* _OBJETIVO 1_: Reúne todas las líneas de los registros que contengan la cadena "dark", distinguiendo entre mayúsculas y minúsculas.

* _TEXTO PROPORCIONADO_:
◆ ◆ ◆ ◆

El ocho de febrero, a los 88 años, murió en Zaragoza Lola Pardo, una modista de Canfranc. Durante sus primeros 75 años fue una mujer anónima, pero en 2002 comenzó a brillar por un detalle inaudito que no había confesado hasta entonces: a los 17 años se hizo espía de la Resistencia francesa durante la Segunda Guerra Mundial.
Lola Pardo remite a un episodio centrado en la estación de Canfranc que permaneció oculto hasta hace 14 años. Los principales responsables de su descubrimiento y difusión fueron un conductor de autobús y un periodista. Jonathan Díaz, francés hijo de españoles, un tipo muy inquieto y curioso, conducía el autobús entre Oloron y Canfranc y en 2001, por puro azar, encontró tirados por el suelo de la estación abandonada numerosos papeles que documentaban de qué forma Canfranc había sido un lugar estratégico durante la Segunda Guerra Mundial. El pueblo oscense queda a solo ocho kilómetros de Francia y, como suele suceder en las guerras con los lugares fronterizos, en aquella fue un hervidero de mercancías, de gente de diversos perfiles y nacionalidades, intrigas o tramas de espionaje. Entre otras cosas, el hallazgo de Jonathan probaba que los nazis habían utilizado la estación para trasladar el oro que habían robado a los judíos y a los países europeos ocupados para pagar el wolframio y otros materiales que les vendían el Portugal del dictador Salazar y la España de Franco. Esos materiales -entre los que se encontraba el hierro de las minas de Teruel- eran fundamentales para la maquinaria de guerra del ejército de Hitler. Se confirmaba algo esencial: la neutralidad del franquismo durante la Segunda Guerra Mundial fue una completa mentira.

◆ ◆ ◆ ◆

(Registros de puntos etiquetados)
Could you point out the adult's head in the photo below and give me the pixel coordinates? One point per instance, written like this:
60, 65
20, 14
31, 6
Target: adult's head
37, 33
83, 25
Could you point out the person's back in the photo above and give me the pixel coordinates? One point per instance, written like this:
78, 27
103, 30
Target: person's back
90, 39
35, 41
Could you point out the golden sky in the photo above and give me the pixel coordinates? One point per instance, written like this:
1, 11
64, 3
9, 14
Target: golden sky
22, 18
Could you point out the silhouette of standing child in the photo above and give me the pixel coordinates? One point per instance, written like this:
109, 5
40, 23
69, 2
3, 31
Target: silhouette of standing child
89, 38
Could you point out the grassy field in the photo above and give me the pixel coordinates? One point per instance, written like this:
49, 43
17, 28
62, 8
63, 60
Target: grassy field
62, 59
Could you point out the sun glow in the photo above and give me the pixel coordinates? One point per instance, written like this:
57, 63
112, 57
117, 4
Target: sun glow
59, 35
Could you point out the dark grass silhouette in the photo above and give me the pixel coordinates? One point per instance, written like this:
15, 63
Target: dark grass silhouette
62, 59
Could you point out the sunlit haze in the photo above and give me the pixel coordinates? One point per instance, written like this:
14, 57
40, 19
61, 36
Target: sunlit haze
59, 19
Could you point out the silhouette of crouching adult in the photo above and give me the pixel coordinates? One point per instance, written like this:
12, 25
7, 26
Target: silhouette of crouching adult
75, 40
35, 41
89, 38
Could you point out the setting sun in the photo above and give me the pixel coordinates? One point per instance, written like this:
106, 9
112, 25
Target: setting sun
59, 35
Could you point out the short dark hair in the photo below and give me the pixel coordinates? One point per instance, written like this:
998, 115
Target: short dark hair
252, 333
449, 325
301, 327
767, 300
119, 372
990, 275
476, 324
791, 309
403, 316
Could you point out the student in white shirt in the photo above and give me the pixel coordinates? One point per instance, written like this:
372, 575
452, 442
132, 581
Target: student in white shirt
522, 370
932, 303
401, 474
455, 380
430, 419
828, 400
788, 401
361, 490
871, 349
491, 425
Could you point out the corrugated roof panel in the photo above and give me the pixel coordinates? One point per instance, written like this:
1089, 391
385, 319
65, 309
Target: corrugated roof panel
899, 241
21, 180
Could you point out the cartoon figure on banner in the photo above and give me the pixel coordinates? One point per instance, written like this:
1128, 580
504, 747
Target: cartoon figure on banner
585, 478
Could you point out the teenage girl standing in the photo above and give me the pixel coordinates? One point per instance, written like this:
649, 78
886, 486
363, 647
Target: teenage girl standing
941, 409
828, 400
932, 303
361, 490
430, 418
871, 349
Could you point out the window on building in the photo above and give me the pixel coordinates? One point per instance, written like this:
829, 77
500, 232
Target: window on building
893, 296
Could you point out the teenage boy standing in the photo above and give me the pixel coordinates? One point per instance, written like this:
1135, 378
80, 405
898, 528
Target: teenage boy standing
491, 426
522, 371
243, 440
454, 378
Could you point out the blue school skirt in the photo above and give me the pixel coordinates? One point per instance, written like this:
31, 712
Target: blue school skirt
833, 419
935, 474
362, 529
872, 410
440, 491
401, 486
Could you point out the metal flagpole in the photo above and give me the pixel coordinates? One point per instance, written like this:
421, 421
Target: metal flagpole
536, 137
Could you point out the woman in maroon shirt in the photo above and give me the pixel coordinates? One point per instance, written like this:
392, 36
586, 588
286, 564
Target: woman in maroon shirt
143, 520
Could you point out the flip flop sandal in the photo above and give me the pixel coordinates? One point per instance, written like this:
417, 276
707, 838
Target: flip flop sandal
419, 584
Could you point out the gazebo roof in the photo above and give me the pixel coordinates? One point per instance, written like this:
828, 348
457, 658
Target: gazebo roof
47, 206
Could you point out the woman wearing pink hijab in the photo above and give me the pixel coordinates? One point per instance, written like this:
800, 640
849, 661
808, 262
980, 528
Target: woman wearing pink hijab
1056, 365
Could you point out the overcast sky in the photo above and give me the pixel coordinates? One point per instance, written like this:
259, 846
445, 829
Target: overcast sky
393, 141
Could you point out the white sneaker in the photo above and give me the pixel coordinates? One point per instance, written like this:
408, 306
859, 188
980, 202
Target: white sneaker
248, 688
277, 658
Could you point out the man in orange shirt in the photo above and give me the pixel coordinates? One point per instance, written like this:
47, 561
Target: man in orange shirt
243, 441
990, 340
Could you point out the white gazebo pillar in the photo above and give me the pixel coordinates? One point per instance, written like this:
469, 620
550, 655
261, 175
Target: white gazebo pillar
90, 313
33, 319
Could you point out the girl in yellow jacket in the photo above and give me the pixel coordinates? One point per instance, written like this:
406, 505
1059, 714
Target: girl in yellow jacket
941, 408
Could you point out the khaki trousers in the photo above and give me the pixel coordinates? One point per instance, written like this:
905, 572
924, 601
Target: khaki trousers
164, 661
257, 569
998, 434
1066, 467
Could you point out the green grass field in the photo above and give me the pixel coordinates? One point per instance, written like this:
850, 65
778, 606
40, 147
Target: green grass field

◆ ◆ ◆ ◆

* _OBJETIVO 2_:
Responde a estas preguntas sobre el texto de Lola Pardo:
(a) ¿A qué edad se hizo espía de la Resistencia francesa Lola Pardo?
(b) ¿En qué año encontró Jonathan Díaz los papeles en la estación abandonada?
(c) ¿A cuántos kilómetros de Francia queda el pueblo oscense?

* _RESPUESTA 1_:
Could you point out the dark grass silhouette in the photo above and give me the pixel coordinates? One point per instance, written like this:
Target: dark grass silhouette
Could you point out the short dark hair in the photo below and give me the pixel coordinates? One point per instance, written like this:
Target: short dark hair

* _RESPUESTA 2_:
(a) A los 17 años.
(b) En 2001.
(c) A ocho kilómetros.